**Selected excerpt**
%%

I can't and will never agree with what they're doing or their arrogant disrespect for other people's lives. They may believe they are superior beings on this earth, but it's only a belief. It can't be proven. It's an invalid belief because it uses force and bludgeons their will onto others, and in my simplistic way of seeing things, that's just wrong. It's the definition of everything we think of as crime. So if they hate oranges, too bad. Oranges exist whether or not they like it. They don't get to rid the world of who they hate, that's not logical or reasonable. They don't get to slaughter millions of people for wealth and power, that's just not acceptable.
Some of our differences are hard, and some are easy, and sometimes the answers are complicated and hard to agree on. I can't stop believing that as long as we're not hurting anyone else we should be free to live our lives as we choose. What other way of seeing things makes sense? What is more just and fair than that?
There are those who would say there are other ways and that exterminating those we dislike is valid and righteous. I guess that's what is at the very heart of all conflict and brutality in this world. The battle is between those who want to share our planet and live in peace and those who want to own it outright and act like spoiled Gods. Since there is honestly no way I can say that one or the other way of seeing things is ultimately true, then it should logically boil down to something we hear bandied about but see precious little of: democracy. Letting the majority decide.
It's no wonder the very individuals responsible for all the war and death and economic injustice are the same ones hiding behind words like democracy and freedom when the truth and the fact is they despise the very notion of these things and want nothing to do with them. They are stamping out democracy and freedom anywhere it tries to rise up because democracy and true freedom would obviously be their undoing. The people of this world would never choose to be reduced to poverty and powerlessness so that a few greedy individuals can play God over all of us.

%%

**Exercise aim**
Could you continue the essay above on freedom, democracy, and those who rule by force, picking up right after its last sentence?

**Information shown**
%%

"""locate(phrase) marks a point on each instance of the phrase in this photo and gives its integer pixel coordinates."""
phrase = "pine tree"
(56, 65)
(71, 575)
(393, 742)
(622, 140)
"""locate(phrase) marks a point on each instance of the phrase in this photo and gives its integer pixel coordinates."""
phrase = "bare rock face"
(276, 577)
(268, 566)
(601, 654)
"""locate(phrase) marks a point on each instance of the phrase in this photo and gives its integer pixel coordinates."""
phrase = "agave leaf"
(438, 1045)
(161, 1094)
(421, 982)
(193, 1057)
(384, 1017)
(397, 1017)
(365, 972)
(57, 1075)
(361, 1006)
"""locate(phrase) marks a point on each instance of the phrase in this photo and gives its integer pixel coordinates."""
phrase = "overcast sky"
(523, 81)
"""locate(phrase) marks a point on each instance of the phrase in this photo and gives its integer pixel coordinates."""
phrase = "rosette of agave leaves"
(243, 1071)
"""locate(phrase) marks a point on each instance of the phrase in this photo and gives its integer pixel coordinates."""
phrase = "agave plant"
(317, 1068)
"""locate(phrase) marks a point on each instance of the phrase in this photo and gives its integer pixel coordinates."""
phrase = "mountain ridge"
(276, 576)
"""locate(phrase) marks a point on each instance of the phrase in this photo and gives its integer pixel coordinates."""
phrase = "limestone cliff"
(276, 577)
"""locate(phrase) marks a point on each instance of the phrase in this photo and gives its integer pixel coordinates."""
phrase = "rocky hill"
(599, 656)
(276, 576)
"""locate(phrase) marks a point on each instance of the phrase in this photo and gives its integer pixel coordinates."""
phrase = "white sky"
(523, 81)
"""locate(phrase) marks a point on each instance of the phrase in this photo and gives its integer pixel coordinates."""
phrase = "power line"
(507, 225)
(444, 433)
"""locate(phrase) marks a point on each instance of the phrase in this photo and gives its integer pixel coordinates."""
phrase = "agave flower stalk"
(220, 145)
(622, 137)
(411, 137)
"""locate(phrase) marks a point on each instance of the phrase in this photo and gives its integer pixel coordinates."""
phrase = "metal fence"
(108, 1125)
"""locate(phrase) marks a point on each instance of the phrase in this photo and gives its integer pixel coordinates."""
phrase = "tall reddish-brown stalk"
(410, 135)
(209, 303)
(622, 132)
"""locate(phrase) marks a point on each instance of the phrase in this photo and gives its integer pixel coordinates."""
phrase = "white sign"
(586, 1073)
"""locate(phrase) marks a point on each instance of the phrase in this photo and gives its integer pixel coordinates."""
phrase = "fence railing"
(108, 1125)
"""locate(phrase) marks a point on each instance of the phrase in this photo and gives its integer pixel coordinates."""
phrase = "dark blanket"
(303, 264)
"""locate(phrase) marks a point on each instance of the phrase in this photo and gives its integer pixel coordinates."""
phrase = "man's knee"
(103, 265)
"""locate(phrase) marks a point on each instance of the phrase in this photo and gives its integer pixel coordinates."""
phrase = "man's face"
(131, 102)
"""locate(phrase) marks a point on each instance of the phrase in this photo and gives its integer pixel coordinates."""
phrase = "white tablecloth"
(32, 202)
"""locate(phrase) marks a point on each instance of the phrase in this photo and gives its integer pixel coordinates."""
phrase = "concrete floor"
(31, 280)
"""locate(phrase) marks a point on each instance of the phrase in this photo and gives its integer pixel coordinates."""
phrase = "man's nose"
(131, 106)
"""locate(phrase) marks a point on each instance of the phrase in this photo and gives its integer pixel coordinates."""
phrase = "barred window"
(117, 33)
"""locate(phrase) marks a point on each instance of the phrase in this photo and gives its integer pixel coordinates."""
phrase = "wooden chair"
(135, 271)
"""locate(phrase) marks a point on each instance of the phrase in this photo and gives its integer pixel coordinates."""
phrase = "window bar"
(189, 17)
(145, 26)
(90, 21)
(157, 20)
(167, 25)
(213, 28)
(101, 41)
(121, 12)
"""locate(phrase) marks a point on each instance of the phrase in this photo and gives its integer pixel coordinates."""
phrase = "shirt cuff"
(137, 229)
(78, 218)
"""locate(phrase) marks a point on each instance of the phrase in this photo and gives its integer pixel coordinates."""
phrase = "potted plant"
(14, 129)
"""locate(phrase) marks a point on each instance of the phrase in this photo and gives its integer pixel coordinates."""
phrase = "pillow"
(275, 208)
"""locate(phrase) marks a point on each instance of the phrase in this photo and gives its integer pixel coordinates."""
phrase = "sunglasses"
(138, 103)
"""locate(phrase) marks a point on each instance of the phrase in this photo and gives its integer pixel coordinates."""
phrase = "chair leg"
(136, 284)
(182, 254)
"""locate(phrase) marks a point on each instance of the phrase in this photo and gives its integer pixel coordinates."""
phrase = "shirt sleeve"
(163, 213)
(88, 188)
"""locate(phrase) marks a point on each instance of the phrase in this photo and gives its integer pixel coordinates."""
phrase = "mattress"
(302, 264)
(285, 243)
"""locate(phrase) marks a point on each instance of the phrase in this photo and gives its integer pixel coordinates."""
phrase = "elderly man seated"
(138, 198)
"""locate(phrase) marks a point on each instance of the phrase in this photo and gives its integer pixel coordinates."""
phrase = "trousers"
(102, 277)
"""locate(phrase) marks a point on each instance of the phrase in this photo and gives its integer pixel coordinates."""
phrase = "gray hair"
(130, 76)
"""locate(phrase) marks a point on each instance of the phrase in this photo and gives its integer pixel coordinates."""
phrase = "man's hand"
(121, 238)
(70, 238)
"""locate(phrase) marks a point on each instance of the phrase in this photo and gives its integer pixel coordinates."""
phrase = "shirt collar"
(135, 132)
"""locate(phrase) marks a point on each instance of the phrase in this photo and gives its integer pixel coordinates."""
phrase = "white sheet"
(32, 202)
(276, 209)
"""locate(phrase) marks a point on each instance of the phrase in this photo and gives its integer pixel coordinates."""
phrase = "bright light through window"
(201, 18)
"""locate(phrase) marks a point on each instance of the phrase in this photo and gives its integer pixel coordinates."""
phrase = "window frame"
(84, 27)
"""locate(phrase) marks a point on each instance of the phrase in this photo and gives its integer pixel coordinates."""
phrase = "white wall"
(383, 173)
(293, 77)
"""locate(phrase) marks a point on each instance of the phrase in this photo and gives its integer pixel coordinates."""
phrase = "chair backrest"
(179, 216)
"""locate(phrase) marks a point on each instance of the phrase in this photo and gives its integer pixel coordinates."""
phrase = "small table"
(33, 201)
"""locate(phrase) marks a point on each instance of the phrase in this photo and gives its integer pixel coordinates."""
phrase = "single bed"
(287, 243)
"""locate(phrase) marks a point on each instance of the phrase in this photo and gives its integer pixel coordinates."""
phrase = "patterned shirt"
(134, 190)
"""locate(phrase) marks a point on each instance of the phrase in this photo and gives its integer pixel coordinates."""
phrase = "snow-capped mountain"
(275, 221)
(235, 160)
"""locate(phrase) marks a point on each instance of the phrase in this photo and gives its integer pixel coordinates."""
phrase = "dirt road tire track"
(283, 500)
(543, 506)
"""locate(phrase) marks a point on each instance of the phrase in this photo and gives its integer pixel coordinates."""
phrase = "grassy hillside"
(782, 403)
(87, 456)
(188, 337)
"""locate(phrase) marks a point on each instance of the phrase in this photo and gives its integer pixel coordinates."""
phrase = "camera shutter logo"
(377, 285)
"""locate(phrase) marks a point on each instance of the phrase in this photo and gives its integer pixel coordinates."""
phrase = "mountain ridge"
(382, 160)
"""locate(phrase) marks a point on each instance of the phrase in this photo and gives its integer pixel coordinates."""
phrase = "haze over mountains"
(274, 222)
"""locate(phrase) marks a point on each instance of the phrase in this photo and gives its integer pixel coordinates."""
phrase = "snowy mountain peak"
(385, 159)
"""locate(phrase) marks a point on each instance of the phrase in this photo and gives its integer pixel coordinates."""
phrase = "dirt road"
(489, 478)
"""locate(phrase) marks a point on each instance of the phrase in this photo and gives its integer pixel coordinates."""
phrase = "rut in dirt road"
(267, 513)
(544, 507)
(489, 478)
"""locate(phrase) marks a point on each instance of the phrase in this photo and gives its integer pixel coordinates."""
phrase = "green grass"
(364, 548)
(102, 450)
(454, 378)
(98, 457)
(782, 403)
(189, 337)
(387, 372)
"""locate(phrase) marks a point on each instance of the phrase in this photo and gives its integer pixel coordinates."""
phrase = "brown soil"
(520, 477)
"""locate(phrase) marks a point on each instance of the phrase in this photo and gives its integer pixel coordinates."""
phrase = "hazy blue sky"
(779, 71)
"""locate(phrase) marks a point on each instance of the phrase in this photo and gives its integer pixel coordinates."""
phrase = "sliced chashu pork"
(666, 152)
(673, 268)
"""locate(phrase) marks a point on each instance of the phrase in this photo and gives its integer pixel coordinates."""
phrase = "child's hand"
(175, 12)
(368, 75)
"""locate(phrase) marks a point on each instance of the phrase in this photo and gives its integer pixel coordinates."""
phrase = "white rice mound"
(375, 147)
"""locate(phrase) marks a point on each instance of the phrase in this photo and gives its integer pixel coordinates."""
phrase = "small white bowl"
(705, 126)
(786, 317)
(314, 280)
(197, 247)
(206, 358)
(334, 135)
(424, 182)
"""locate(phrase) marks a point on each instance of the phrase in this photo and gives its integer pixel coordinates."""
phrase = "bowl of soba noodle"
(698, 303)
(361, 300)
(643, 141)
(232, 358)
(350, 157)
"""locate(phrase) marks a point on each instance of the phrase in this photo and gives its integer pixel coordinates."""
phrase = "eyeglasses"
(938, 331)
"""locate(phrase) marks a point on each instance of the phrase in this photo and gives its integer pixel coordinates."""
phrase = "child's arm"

%%

**Response box**
It all begins to make sense with a little change of perspective. If only I could find a way to get people to look, maybe they could see what I can see. And maybe, just maybe once they did, we could come together and finally rid the world of the problem that is the genesis of all other problems, the evil that hides behind everything we think of as good. For once we could let the majority decide what the world should be instead of letting the evil, greedy few rape it into submission and
eventual total destruction.
It grieves me to say it, but I'm beginning to wonder if that's even possible. Not because it isn't literally and physically possible, because it is, but because the very notion of achieving global justice goes against the beliefs of a great many others who see things in a completely different way than I do. They're not even interested in getting there and in some cases would even say that it's wrong of me to want that global justice to become our shared reality.
As disheartening as that is, to me it's still only an opinion, and no one is obligated to buy into it. I can only speak the truth as I see it, and I'll keep doing that. Because really, what else is there to talk about that matters anywhere near as much?